[Begin]
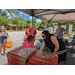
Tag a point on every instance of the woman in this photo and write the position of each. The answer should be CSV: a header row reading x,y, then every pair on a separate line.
x,y
3,39
55,45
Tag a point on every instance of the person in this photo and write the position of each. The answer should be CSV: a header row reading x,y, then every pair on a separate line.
x,y
25,37
34,31
59,32
55,45
3,39
29,42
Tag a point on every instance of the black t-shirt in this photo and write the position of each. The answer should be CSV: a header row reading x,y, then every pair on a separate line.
x,y
51,46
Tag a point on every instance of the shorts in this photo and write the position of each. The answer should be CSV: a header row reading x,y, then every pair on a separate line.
x,y
3,40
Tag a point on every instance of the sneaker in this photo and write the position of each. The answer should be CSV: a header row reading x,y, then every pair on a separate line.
x,y
0,55
5,54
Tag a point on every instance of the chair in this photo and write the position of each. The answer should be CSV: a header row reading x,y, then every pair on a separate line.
x,y
72,43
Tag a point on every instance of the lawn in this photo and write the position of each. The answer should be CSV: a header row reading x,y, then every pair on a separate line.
x,y
66,33
14,30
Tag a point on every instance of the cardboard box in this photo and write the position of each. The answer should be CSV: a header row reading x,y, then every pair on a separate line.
x,y
20,55
44,58
29,63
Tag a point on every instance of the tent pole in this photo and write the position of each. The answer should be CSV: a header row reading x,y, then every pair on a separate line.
x,y
32,25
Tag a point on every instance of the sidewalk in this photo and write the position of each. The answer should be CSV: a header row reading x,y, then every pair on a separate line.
x,y
70,59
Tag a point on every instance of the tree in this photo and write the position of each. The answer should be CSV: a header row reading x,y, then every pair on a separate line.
[End]
▸ Exercise objective: Copy all of the items above word for word, omitting the pictures.

▸ Exercise response:
Tag a point on every instance of the woman in this photo and write the position of each. The answer should be CSV: a header row reading x,y, then every pair on a separate line.
x,y
3,39
55,45
Tag a point on every instance of the person in this photo and write the position of each. The answer should be CSV: a header row reading x,y, then every pair on a separate line.
x,y
25,37
34,31
59,32
55,45
3,39
29,42
Tag a point on every instance of the black t-shirt in this photo and write the position of each. The answer should be CSV: a header row reading x,y, then every pair on a separate line.
x,y
51,46
Tag a point on every instance of the shorts in this photo and write the position of each. The answer should be CSV: a header row reading x,y, then every pair on a separate line.
x,y
3,40
Tag a point on every instance of the sneaker in this photo and write the position of each. The answer should be CSV: a header row reading x,y, then every pair on a separate line.
x,y
0,55
5,54
Tag a point on every instance of the chair in this photo and write the position of each. The answer should be CSV: a header row reading x,y, then every pair on a separate line.
x,y
72,43
Tag a point on every instance of the lawn in this photo and write the position of each. The answer should be CSV: a header row reading x,y, then every pair on a separate line.
x,y
66,33
14,30
Tag a point on every instance of the cardboard box in this photo and write the position of each. The answer should be CSV: a header row reading x,y, then every pair on a separate line.
x,y
20,55
44,58
29,63
Tag a point on every instance of the tent pole in this photo and write the position of each. The answer should be CSV: a header row reading x,y, then every pair on a separate line.
x,y
32,25
Tag a point on every instance of the sidewalk in this photo and write the position of each. The answer should be CSV: a header row reading x,y, then every pair on a separate line.
x,y
70,59
Tag a point on every instance of the tree in this photo and write the position of each. The answer should be CSV: a header row reading x,y, then every pair on a separate line.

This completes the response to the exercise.